- [Exercise task]:
Return, word for word, every line that follows.

- [Task material]:
>> Begin
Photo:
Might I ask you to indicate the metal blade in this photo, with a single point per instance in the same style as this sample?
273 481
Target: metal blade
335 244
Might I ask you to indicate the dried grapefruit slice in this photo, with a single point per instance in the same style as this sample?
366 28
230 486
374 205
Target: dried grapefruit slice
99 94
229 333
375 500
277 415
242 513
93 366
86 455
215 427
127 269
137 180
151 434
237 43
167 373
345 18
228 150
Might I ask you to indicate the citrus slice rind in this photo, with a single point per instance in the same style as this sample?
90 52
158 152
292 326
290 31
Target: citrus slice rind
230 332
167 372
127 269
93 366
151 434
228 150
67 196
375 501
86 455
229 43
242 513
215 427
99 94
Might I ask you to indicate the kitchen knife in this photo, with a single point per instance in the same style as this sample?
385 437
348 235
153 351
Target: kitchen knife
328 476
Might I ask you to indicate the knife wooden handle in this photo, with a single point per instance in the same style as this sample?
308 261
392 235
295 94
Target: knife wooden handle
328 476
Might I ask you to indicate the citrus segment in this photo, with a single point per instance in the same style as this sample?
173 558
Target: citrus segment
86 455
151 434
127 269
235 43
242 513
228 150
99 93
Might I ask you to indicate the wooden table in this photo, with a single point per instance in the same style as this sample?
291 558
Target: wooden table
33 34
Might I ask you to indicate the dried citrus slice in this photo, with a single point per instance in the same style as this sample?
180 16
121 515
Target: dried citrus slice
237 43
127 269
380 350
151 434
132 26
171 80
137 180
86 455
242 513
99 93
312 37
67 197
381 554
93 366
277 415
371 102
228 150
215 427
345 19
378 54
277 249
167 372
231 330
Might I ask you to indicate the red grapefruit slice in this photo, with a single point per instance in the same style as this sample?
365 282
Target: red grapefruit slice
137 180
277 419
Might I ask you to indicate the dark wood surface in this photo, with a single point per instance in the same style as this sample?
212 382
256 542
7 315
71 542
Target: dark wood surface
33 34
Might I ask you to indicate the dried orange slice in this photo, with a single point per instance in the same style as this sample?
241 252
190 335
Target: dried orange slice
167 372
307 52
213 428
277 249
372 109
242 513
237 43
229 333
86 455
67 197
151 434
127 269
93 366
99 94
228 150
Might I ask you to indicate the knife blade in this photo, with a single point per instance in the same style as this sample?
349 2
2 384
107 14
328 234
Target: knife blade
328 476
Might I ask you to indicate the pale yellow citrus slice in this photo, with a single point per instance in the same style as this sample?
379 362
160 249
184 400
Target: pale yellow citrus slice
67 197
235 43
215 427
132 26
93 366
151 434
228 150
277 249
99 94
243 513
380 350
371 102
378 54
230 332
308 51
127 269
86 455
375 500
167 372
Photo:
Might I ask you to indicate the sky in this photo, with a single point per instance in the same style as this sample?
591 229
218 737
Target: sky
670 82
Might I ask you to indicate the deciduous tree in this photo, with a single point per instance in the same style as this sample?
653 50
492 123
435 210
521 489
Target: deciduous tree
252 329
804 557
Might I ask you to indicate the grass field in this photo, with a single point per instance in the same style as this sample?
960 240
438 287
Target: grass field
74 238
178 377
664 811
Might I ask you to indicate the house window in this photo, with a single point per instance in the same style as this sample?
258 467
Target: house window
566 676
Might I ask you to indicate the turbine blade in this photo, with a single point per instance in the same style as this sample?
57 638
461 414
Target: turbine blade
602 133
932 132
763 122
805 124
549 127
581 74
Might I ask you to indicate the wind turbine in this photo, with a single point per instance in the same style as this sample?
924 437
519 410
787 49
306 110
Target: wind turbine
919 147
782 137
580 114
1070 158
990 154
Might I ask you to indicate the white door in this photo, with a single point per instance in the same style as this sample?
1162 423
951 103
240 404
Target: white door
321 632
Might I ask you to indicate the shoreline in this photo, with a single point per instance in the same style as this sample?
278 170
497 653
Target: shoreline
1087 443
>> End
- [Output of the exercise]:
Photo:
Might I ask you to indicate the metal blade in this photo, with a single point per instance in the same style as this sample?
273 481
Target: metal blade
335 244
Might I ask you to indicate the dried grapefruit slice in this photo, with a single point per instance in the same style as this sample?
366 28
230 486
374 205
Target: dried grapefruit slice
99 94
229 333
375 500
277 415
242 513
93 366
86 455
215 427
127 269
137 180
151 434
237 43
167 373
345 18
228 150
Might I ask you to indicate the citrus slice rind in this photo, with a single point per instance in the same style as this sample?
90 52
158 152
292 326
290 31
Target: citrus slice rind
230 332
167 372
127 269
93 366
151 434
228 150
67 196
375 501
86 455
229 43
242 513
215 427
99 94
Might I ask you to indicate the kitchen knife in this photo, with a single point per instance in the same style as this sample?
385 437
348 235
153 351
Target: kitchen knife
328 476
Might I ask you to indicate the knife wooden handle in this photo, with a single point per instance in the same style as this sample?
308 261
392 235
295 94
Target: knife wooden handle
328 476
Might I ask you to indicate the citrus segment in this photo, with a single point per instance in the same style as this sample?
173 558
Target: citrus segment
86 455
151 434
127 269
235 43
242 513
228 150
99 93
Might I ask you to indicate the wooden table in this photo, with a single point per instance in the same style as this sample?
291 558
Target: wooden table
33 34
Might I ask you to indicate the dried citrus slice in this photo, with a single point per instance in the same style as this sample?
180 16
121 515
Target: dried citrus slice
237 43
127 269
380 350
151 434
132 26
171 80
137 180
86 455
242 513
99 93
312 37
67 197
381 554
93 366
277 415
371 102
228 150
215 427
345 19
378 54
277 249
167 372
231 330
Might I ask you to indicate the red grapefruit slice in this photo, with a single point per instance in the same style as this sample?
365 282
Target: red grapefruit slice
137 180
277 419
Might I ask you to indicate the dark wood surface in this photo, with a single point per instance in the same style as this sample?
212 382
256 542
7 315
71 542
Target: dark wood surface
33 34
Might I ask you to indicate the dried orange slice in this photo, with a single point per instance in the same style as this sample?
241 252
190 335
Target: dried orange slice
167 372
307 52
213 428
277 249
372 109
242 513
237 43
229 333
86 455
67 197
151 434
127 269
93 366
99 94
228 150
Might I ask you to indicate the knife blade in this photo, with a single point per instance in the same style as this sample?
349 2
2 384
107 14
328 234
Target: knife blade
328 476
Might I ask you to indicate the pale yellow citrus slice in this photo, with a single point per instance in the same style as this sample?
379 362
160 249
184 400
Target: pale yellow citrus slice
67 197
235 43
215 427
132 26
93 366
151 434
228 150
277 249
99 94
243 513
380 350
371 102
378 54
230 332
308 51
127 269
86 455
375 500
167 372
Photo:
Might I ask you to indicate the sky in this photo, with a single point per instance in the same style as this sample?
591 229
218 737
Target: sky
670 82
Might I ask you to indicate the deciduous tree in this photo, with a single point per instance in the same style as this sample?
653 50
492 123
435 210
521 489
Target: deciduous tree
252 329
804 557
Might I ask you to indicate the grass field in this photo, with a single point per instance in the same style as this sample?
960 240
438 287
Target: grass field
74 238
178 377
664 811
Might I ask you to indicate the house window in this photo, with a single point per instance in the same style as this sample?
258 467
Target: house window
566 676
Might I ask you to indicate the turbine blade in this photo, with a single point per instance in the same style as this sample?
57 638
461 414
Target: turbine blade
602 133
932 132
763 122
805 124
549 127
581 74
Might I ask you to indicate the wind turbine in this photo, with a single point per instance in the same style as this sample?
924 437
519 410
787 49
306 110
Target: wind turbine
919 147
782 137
580 114
1070 158
990 154
Might I ask you to indicate the white door in this photo, with a single point per instance in the same style as this sample?
1162 423
951 103
240 404
Target: white door
321 632
Might I ask you to indicate the shoreline in this photo, with a single point per instance in the same style as this sample?
278 170
497 653
Target: shoreline
1087 443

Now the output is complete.